__Records supplied__.
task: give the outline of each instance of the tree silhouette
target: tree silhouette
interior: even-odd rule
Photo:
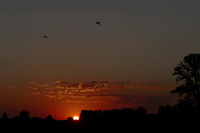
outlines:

__Aim of the exercise__. Return every line of the rows above unchanged, leaving out the pictures.

__Solution for this problem__.
task: give the outline of each instance of the tree silhouette
target: tree silhouette
interior: even-odd rule
Photo:
outlines:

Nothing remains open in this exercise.